» **AVAILABLE DATA**:
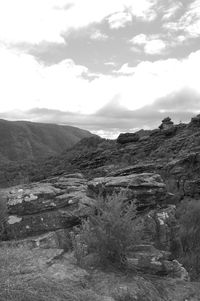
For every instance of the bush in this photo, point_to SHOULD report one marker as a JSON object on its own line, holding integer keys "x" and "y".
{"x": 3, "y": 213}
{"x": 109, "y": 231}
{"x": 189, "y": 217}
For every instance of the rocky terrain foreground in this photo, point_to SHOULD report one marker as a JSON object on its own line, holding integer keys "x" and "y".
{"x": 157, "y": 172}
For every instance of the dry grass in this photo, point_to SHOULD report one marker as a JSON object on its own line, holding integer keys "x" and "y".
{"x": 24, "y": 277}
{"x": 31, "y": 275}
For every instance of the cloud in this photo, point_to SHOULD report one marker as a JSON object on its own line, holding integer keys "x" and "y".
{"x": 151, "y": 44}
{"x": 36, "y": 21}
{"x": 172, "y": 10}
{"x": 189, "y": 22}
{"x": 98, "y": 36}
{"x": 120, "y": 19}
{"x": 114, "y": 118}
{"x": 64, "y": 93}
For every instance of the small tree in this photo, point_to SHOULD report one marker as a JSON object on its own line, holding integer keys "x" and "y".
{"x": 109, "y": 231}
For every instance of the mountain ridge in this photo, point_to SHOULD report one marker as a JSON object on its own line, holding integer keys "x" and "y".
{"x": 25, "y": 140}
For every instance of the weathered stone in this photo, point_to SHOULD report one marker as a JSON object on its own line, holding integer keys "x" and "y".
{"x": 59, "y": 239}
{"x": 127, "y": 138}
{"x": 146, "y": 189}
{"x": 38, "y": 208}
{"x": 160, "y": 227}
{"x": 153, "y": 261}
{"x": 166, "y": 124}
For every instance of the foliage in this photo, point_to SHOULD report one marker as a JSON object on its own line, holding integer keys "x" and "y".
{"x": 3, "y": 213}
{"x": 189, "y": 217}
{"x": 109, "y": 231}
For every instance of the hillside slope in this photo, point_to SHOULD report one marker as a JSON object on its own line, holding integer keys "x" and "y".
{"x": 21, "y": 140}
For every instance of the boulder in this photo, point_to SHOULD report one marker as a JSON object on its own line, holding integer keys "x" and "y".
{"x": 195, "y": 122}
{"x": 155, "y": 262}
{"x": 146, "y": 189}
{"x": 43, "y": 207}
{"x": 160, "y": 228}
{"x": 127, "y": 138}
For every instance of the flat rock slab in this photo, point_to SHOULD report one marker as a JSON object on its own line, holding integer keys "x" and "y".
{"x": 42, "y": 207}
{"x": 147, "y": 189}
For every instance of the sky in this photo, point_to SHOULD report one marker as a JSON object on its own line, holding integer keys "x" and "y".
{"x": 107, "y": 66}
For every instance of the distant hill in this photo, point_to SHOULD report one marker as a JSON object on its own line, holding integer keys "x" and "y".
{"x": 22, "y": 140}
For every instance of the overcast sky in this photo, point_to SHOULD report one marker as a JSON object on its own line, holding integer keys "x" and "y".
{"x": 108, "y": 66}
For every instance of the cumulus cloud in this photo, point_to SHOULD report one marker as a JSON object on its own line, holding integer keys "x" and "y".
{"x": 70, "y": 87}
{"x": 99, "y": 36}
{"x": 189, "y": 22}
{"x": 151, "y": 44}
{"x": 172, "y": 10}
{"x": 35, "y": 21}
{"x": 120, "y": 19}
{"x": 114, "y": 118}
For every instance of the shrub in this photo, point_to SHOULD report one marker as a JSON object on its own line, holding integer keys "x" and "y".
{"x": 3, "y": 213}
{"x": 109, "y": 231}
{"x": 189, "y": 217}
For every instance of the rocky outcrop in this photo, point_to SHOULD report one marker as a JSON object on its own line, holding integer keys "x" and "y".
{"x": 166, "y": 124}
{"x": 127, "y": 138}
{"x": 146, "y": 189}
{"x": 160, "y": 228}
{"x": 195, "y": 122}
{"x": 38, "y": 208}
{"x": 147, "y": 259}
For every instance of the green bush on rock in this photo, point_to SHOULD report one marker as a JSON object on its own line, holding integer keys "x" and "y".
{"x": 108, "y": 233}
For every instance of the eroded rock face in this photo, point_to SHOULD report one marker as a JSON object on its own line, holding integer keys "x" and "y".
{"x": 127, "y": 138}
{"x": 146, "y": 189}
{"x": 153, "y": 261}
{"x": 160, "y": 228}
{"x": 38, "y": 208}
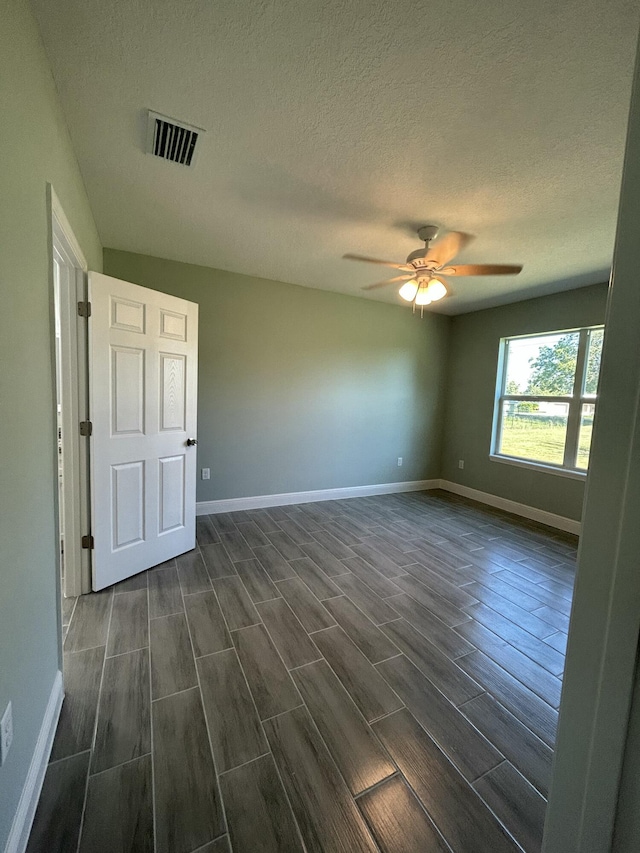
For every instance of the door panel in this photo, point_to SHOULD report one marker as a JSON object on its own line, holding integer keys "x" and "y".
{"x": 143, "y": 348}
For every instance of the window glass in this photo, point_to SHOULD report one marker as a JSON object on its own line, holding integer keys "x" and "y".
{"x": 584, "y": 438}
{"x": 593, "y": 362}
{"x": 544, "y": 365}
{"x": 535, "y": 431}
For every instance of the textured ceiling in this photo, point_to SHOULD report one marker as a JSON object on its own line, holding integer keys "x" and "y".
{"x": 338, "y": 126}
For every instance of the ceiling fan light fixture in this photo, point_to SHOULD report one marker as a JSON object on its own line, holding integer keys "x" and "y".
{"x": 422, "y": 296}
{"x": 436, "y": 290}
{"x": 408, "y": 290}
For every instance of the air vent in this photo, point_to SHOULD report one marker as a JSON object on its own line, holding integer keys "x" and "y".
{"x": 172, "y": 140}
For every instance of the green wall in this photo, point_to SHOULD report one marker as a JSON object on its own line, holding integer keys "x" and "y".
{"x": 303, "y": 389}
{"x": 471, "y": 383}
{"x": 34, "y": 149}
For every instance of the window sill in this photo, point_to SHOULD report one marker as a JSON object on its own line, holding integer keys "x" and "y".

» **WORK TO BE COMPLETED**:
When you write out the material above, keep every line exact and drop each picture.

» **RESULT OF THIS TASK**:
For every instance of the bush in this photo, point_to SHOULD report one marker as a JSON object on its own line, holding integer keys "x" and "y".
{"x": 3, "y": 213}
{"x": 109, "y": 231}
{"x": 189, "y": 217}
For every instance of the rocky terrain foreground in this photo, point_to SHOULD report one marker as a JSON object on its own line, holding integer keys "x" and "y".
{"x": 157, "y": 172}
For every instance of the dry grass in this photo, point_to SHOULD report one marker as a JSON object on its own line, holding integer keys "x" and "y".
{"x": 24, "y": 277}
{"x": 31, "y": 275}
For every instance of the cloud in this photo, point_to SHOULD report one marker as a JSON object on its own line, holding integer keys "x" and "y".
{"x": 151, "y": 44}
{"x": 36, "y": 21}
{"x": 172, "y": 10}
{"x": 189, "y": 22}
{"x": 98, "y": 36}
{"x": 120, "y": 19}
{"x": 114, "y": 118}
{"x": 64, "y": 93}
For every instance of the small tree in this photo, point_to SHOULD report one marker as a JSON object on its own line, holding integer keys "x" and "y".
{"x": 109, "y": 231}
For every instance of the mountain ridge in this photo, point_to SHOULD report one marker as a JSON object on its own line, holding integer keys "x" and "y".
{"x": 25, "y": 140}
For every instance of the weathered stone in this photo, point_to SHOULD report one marker as a JSON object on its own line, holding integer keys "x" and "y".
{"x": 59, "y": 239}
{"x": 127, "y": 138}
{"x": 146, "y": 189}
{"x": 38, "y": 208}
{"x": 160, "y": 227}
{"x": 153, "y": 261}
{"x": 166, "y": 124}
For every instance of the foliage in this photo, point_to SHOULD report one marker as a JSON object on its own line, holding integer keys "x" and "y".
{"x": 3, "y": 213}
{"x": 189, "y": 217}
{"x": 109, "y": 231}
For every instance of the hillside slope in this photo, point_to SHOULD report one marker as a JSON object on its own line, holding integer keys "x" and "y".
{"x": 21, "y": 140}
For every instance of the boulder in this photo, point_to SHOULD report one marker as a JSON object on its own line, holding integer keys "x" and "y".
{"x": 195, "y": 122}
{"x": 155, "y": 262}
{"x": 146, "y": 189}
{"x": 43, "y": 207}
{"x": 160, "y": 228}
{"x": 127, "y": 138}
For every instance of the flat rock slab in this photo, point_to SHOULD report one marker as a JSON object on its own line, holding integer keys "x" and "y".
{"x": 42, "y": 207}
{"x": 147, "y": 189}
For every instance of the sky in this photo, point_to SHOULD report one marker as a JSON object on its own line, holding integer keys "x" and "y".
{"x": 107, "y": 66}
For every instance of the distant hill in this photo, point_to SHOULD report one marker as a JSON object on its own line, holding integer keys "x" and "y".
{"x": 22, "y": 140}
For every instance of the overcast sky in this photo, point_to SHOULD report one marker as a JSON object on its own line, holding integer keys "x" and "y".
{"x": 108, "y": 66}
For every instance of the cumulus cloud in this photo, point_to SHOULD report one marker as a JSON object on its own line, holding integer keys "x" and "y".
{"x": 70, "y": 87}
{"x": 99, "y": 36}
{"x": 189, "y": 22}
{"x": 151, "y": 44}
{"x": 172, "y": 10}
{"x": 35, "y": 21}
{"x": 120, "y": 19}
{"x": 114, "y": 118}
For every instance of the shrub in this photo, point_to SHOULD report one marker as a JSON object on its own line, holding integer keys "x" and "y".
{"x": 3, "y": 213}
{"x": 109, "y": 231}
{"x": 189, "y": 217}
For every instance of the rocky outcrop in this photo, point_to SHOULD report one marker as a JSON object on its own line, holding integer keys "x" and "y".
{"x": 166, "y": 124}
{"x": 127, "y": 138}
{"x": 146, "y": 189}
{"x": 160, "y": 228}
{"x": 195, "y": 122}
{"x": 38, "y": 208}
{"x": 147, "y": 259}
For every instance of the green bush on rock in this photo, point_to SHOULD report one marker as a JSON object on its own line, holding integer keys "x" and "y".
{"x": 108, "y": 233}
For every instance of the eroded rock face in this photo, point_to SHOULD report one marker as a JSON object on its own line, holding integer keys "x" and "y".
{"x": 127, "y": 138}
{"x": 146, "y": 189}
{"x": 153, "y": 261}
{"x": 160, "y": 228}
{"x": 38, "y": 208}
For every instance of the door panel in this photo, point_to SHOULD report one marker as a JSON object on its own line, holding integer keys "x" and "y".
{"x": 143, "y": 348}
For every instance of the window glass in this photo, point_to SHOULD report one marker as a JSON object on its own line, holding integer keys "x" and "y".
{"x": 584, "y": 438}
{"x": 593, "y": 362}
{"x": 544, "y": 365}
{"x": 535, "y": 431}
For every instance of the textured ceiling in this photo, point_to SHOULD report one marker as a JSON object on its own line, holding integer keys "x" and "y".
{"x": 338, "y": 126}
For every instance of the ceiling fan light fixture in this photo, point_to SHOULD report one marker as a JSON object on its own line, holding integer keys "x" and "y".
{"x": 422, "y": 296}
{"x": 436, "y": 290}
{"x": 408, "y": 290}
For every instance of the air vent in this photo, point_to SHOULD report one marker as a JSON object on its own line, holding integer keys "x" and "y".
{"x": 172, "y": 140}
For every instance of the green wall in this photo, point_to SHOULD report one marker as a JSON object on its own line, holding integer keys "x" and "y".
{"x": 303, "y": 389}
{"x": 471, "y": 383}
{"x": 34, "y": 149}
For every instance of the window sill in this photo, point_to SHOULD report one marker as a JSON object on its own line, holding integer keys "x" and "y".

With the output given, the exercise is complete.